WHAT YOU ARE ASKED TO DO: Repeat the data exactly, so that every line matches the original.

DATA EXTRACTS:

- Opening Delimiter -

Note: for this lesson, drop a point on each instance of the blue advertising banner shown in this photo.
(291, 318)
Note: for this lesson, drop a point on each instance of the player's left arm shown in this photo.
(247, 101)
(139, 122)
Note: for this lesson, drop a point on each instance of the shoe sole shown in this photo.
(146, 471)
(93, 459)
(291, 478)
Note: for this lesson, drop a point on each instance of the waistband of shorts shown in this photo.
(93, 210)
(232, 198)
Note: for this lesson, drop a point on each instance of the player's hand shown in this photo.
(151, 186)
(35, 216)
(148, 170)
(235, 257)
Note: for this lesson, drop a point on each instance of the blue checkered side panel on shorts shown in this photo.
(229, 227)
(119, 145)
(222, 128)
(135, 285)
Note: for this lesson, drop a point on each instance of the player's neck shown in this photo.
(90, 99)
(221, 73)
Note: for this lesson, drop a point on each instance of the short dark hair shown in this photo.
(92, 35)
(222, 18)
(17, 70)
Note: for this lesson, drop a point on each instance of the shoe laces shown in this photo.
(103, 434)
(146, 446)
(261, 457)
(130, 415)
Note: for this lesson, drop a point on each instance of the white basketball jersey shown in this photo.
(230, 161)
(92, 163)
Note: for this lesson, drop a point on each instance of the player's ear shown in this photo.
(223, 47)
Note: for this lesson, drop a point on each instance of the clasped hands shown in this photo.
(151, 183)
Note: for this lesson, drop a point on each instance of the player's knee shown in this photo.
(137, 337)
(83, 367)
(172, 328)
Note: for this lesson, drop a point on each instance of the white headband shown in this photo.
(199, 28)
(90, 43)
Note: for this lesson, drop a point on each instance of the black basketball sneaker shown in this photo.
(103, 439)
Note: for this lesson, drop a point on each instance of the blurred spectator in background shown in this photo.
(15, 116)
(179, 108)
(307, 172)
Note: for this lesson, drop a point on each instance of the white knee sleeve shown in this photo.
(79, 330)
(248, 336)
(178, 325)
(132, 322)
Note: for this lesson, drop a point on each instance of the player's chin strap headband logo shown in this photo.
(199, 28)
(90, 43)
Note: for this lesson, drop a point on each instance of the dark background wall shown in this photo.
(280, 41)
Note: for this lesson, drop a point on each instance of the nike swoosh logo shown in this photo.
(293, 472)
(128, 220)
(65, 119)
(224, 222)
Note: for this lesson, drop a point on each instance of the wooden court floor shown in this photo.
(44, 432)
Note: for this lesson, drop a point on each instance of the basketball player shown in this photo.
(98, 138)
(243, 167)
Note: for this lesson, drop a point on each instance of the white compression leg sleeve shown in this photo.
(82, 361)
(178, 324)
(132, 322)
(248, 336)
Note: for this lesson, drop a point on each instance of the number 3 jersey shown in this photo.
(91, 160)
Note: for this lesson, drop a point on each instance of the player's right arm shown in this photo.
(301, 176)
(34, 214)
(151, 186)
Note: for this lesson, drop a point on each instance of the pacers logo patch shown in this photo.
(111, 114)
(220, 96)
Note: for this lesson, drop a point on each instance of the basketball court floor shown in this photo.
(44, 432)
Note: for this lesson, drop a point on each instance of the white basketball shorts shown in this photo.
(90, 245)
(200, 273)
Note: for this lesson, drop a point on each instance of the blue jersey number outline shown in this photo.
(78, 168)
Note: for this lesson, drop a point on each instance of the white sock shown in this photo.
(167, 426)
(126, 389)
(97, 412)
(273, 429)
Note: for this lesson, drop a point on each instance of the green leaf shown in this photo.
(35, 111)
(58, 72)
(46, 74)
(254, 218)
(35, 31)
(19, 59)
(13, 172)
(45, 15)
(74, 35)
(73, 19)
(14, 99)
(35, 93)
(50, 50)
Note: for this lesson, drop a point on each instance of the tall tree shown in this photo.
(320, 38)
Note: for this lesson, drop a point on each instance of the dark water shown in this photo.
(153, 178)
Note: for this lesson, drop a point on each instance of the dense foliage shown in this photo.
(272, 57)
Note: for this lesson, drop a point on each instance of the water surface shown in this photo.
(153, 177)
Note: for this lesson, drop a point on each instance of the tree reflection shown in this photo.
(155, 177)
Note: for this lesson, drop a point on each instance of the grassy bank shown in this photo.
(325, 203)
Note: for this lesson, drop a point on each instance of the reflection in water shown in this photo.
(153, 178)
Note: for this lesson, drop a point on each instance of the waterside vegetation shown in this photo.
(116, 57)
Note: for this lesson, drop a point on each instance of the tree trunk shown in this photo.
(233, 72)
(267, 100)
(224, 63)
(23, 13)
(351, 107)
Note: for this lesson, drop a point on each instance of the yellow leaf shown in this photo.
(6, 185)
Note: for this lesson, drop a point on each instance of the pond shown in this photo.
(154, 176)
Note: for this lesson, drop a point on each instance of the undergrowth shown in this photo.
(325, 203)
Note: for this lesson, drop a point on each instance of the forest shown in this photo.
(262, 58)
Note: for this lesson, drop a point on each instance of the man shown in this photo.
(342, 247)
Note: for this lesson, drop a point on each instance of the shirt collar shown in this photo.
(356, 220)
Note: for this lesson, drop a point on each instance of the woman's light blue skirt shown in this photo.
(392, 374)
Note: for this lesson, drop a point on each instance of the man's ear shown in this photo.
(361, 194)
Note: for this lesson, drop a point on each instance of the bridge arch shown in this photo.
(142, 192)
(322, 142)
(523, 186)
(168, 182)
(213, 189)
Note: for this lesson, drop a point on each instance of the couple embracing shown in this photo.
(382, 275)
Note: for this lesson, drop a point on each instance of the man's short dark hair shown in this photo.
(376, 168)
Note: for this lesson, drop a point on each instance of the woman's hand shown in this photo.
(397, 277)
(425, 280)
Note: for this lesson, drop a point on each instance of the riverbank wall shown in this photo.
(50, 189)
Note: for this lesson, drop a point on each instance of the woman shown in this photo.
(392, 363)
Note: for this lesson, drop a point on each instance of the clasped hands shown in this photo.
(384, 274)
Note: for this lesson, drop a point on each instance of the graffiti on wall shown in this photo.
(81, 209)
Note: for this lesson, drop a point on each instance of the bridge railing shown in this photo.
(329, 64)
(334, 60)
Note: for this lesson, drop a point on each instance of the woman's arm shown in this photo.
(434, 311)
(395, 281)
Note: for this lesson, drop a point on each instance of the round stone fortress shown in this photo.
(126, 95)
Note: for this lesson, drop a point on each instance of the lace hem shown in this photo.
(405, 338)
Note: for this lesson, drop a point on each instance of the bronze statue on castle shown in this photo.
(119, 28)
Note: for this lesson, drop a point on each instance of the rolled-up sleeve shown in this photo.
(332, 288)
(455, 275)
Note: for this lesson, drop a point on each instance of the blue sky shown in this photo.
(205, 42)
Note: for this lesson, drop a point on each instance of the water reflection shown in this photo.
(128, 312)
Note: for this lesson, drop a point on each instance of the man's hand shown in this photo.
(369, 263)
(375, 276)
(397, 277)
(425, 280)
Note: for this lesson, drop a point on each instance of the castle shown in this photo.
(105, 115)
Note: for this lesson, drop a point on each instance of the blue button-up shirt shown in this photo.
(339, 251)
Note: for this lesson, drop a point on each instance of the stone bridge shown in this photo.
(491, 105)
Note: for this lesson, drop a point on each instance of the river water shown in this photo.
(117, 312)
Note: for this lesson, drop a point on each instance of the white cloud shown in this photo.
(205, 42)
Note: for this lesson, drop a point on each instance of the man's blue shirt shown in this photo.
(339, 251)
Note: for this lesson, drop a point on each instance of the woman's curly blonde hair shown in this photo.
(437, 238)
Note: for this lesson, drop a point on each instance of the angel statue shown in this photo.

- Closing Delimiter -

TASK SOLUTION:
Note: for this lesson, drop a point on each instance of the blue advertising banner shown in this photo.
(291, 318)
Note: for this lesson, drop a point on each instance of the player's left arm shown in this photo.
(247, 101)
(139, 122)
Note: for this lesson, drop a point on each instance of the shoe sole shown in this photo.
(146, 471)
(93, 459)
(291, 478)
Note: for this lesson, drop a point on each instance of the waistband of shorts shown in this photo.
(93, 210)
(232, 198)
Note: for this lesson, drop a point on each instance of the player's hand shown in this photo.
(151, 186)
(35, 216)
(148, 170)
(235, 257)
Note: for this lesson, drop a point on each instance of the blue checkered side panel on shorts shown in this photo.
(229, 227)
(119, 145)
(222, 128)
(135, 285)
Note: for this lesson, drop a point on each instance of the player's neck shown in this photo.
(90, 99)
(221, 73)
Note: for this lesson, drop a point on each instance of the short dark hair shown in this photo.
(92, 35)
(222, 18)
(17, 70)
Note: for this lesson, drop a point on each instance of the shoe laces shown in this photo.
(103, 434)
(146, 446)
(261, 457)
(130, 415)
Note: for this lesson, drop a point on each instance of the white basketball jersey shown in this photo.
(230, 161)
(92, 163)
Note: for this lesson, drop a point on each instance of the player's ear shown in this photo.
(223, 47)
Note: for this lesson, drop a point on each instance of the clasped hands shown in this photo.
(151, 183)
Note: for this lesson, drop a point on each instance of the player's knee shown in this photo.
(137, 337)
(83, 367)
(172, 328)
Note: for this lesson, drop a point on each instance of the white headband shown in this photo.
(199, 28)
(90, 43)
Note: for this lesson, drop a point on each instance of the black basketball sneaker shown in this photo.
(103, 439)
Note: for this lesson, drop a point on each instance of the blurred spectator in background shown in this photo.
(15, 116)
(179, 108)
(307, 172)
Note: for this lesson, drop a point on each instance of the white knee sleeve shown in this photo.
(79, 330)
(248, 336)
(178, 325)
(132, 322)
Note: for this lesson, drop a point on each instance of the player's chin strap headband logo shown in this photo.
(199, 28)
(90, 43)
Note: for this lesson, drop a point on each instance of the dark background wall shown in this photo.
(280, 41)
Note: for this lesson, drop a point on each instance of the nike swoosh logo shown in this photo.
(293, 472)
(128, 220)
(65, 119)
(224, 222)
Note: for this lesson, drop a point on each instance of the wooden court floor shown in this photo.
(44, 432)
Note: for this lesson, drop a point on each instance of the basketball player shown in this photo.
(98, 138)
(243, 167)
Note: for this lesson, drop a point on each instance of the white compression leg sleeve shown in this photo.
(82, 361)
(178, 324)
(132, 322)
(248, 336)
Note: for this lesson, drop a point on each instance of the number 3 jersey shown in this photo.
(91, 160)
Note: for this lesson, drop a point on each instance of the player's right arm shown in this photo.
(301, 176)
(34, 214)
(151, 186)
Note: for this lesson, drop a point on each instance of the pacers logo patch shown in this photo.
(111, 114)
(220, 96)
Note: for this lesson, drop a point on each instance of the basketball court floor shown in this photo.
(44, 432)
Note: for this lesson, drop a point on each instance of the white basketball shorts shown in this photo.
(90, 245)
(200, 273)
Note: for this lesson, drop a point on each instance of the blue jersey number outline shown in this photo.
(78, 168)
Note: for this lesson, drop a point on each instance of the white sock shown in this photo.
(167, 426)
(126, 389)
(97, 412)
(273, 429)
Note: for this lesson, drop a point on each instance of the green leaf shown in this photo.
(35, 111)
(58, 72)
(46, 74)
(254, 218)
(35, 31)
(19, 59)
(13, 172)
(45, 15)
(74, 35)
(73, 19)
(14, 99)
(35, 93)
(50, 50)
Note: for this lesson, drop a point on each instance of the tall tree shown in this photo.
(320, 38)
Note: for this lesson, drop a point on each instance of the dark water shown in this photo.
(153, 178)
Note: for this lesson, drop a point on each instance of the dense foliage shown in this photo.
(272, 57)
Note: for this lesson, drop a point on each instance of the water surface shown in this photo.
(153, 177)
Note: for this lesson, drop a point on each instance of the tree reflection shown in this photo.
(155, 177)
Note: for this lesson, drop a point on each instance of the grassy bank shown in this photo.
(325, 203)
Note: for this lesson, drop a point on each instance of the reflection in water shown in this photo.
(153, 178)
Note: for this lesson, drop a point on each instance of the waterside vegetation shown in this photo.
(116, 57)
Note: for this lesson, drop a point on each instance of the tree trunk shown in this photo.
(233, 72)
(267, 100)
(224, 63)
(23, 13)
(351, 107)
Note: for this lesson, drop a point on each instance of the yellow leaf shown in this photo.
(6, 185)
Note: for this lesson, drop a point on each instance of the pond shown in this photo.
(154, 176)
Note: for this lesson, drop a point on each instance of the undergrowth shown in this photo.
(325, 203)
Note: for this lesson, drop a point on each instance of the forest shown in this photo.
(262, 58)
Note: for this lesson, drop a point on each instance of the man shown in this photo.
(342, 247)
Note: for this lesson, drop a point on each instance of the shirt collar shown in this photo.
(356, 220)
Note: for this lesson, drop a point on each instance of the woman's light blue skirt shown in this photo.
(392, 374)
Note: for this lesson, drop a point on each instance of the man's ear shown in this photo.
(361, 194)
Note: for this lesson, drop a point on each instance of the bridge arch shown in this photo.
(142, 192)
(322, 142)
(523, 186)
(168, 182)
(213, 189)
Note: for this lesson, drop a point on each instance of the couple embracing shown in this photo.
(382, 275)
Note: for this lesson, drop a point on each instance of the man's short dark hair shown in this photo.
(376, 168)
Note: for this lesson, drop a point on each instance of the woman's hand shown in this photo.
(397, 277)
(425, 280)
Note: for this lesson, drop a point on each instance of the riverbank wall shown in this photo.
(50, 189)
Note: for this lesson, drop a point on each instance of the woman shown in this photo.
(392, 363)
Note: for this lesson, drop a point on each instance of the clasped hands shown in this photo.
(384, 274)
Note: for this lesson, drop a point on each instance of the graffiti on wall shown in this photo.
(81, 209)
Note: for this lesson, drop a point on each instance of the bridge railing shown in this photo.
(329, 64)
(334, 60)
Note: for this lesson, drop a point on each instance of the woman's arm shown in this photo.
(434, 311)
(395, 281)
Note: for this lesson, drop a point on each instance of the round stone fortress shown in this photo.
(126, 95)
Note: for this lesson, drop a point on each instance of the lace hem shown in this photo.
(405, 338)
Note: for this lesson, drop a point on each instance of the bronze statue on castle shown in this photo.
(119, 28)
Note: for this lesson, drop a point on each instance of the rolled-up sleeve shown in this photo.
(332, 288)
(455, 275)
Note: for this lesson, drop a point on each instance of the blue sky shown in this photo.
(205, 42)
Note: for this lesson, drop a point on each instance of the water reflection shown in this photo.
(128, 312)
Note: for this lesson, drop a point on each instance of the man's hand shown in this photo.
(369, 263)
(375, 276)
(397, 277)
(425, 280)
Note: for this lesson, drop a point on each instance of the castle shown in this photo.
(105, 115)
Note: for this lesson, drop a point on each instance of the blue button-up shirt shown in this photo.
(339, 251)
Note: for this lesson, drop a point on each instance of the stone bridge shown in this photo.
(491, 105)
Note: for this lesson, drop a point on each instance of the river water shown in this photo.
(117, 312)
Note: for this lesson, drop a point on each instance of the white cloud shown in this photo.
(205, 42)
Note: for this lesson, drop a point on each instance of the man's blue shirt shown in this photo.
(339, 251)
Note: for this lesson, drop a point on each instance of the woman's curly blonde hair shown in this photo.
(437, 238)
Note: for this lesson, drop a point on each instance of the angel statue shown in this photo.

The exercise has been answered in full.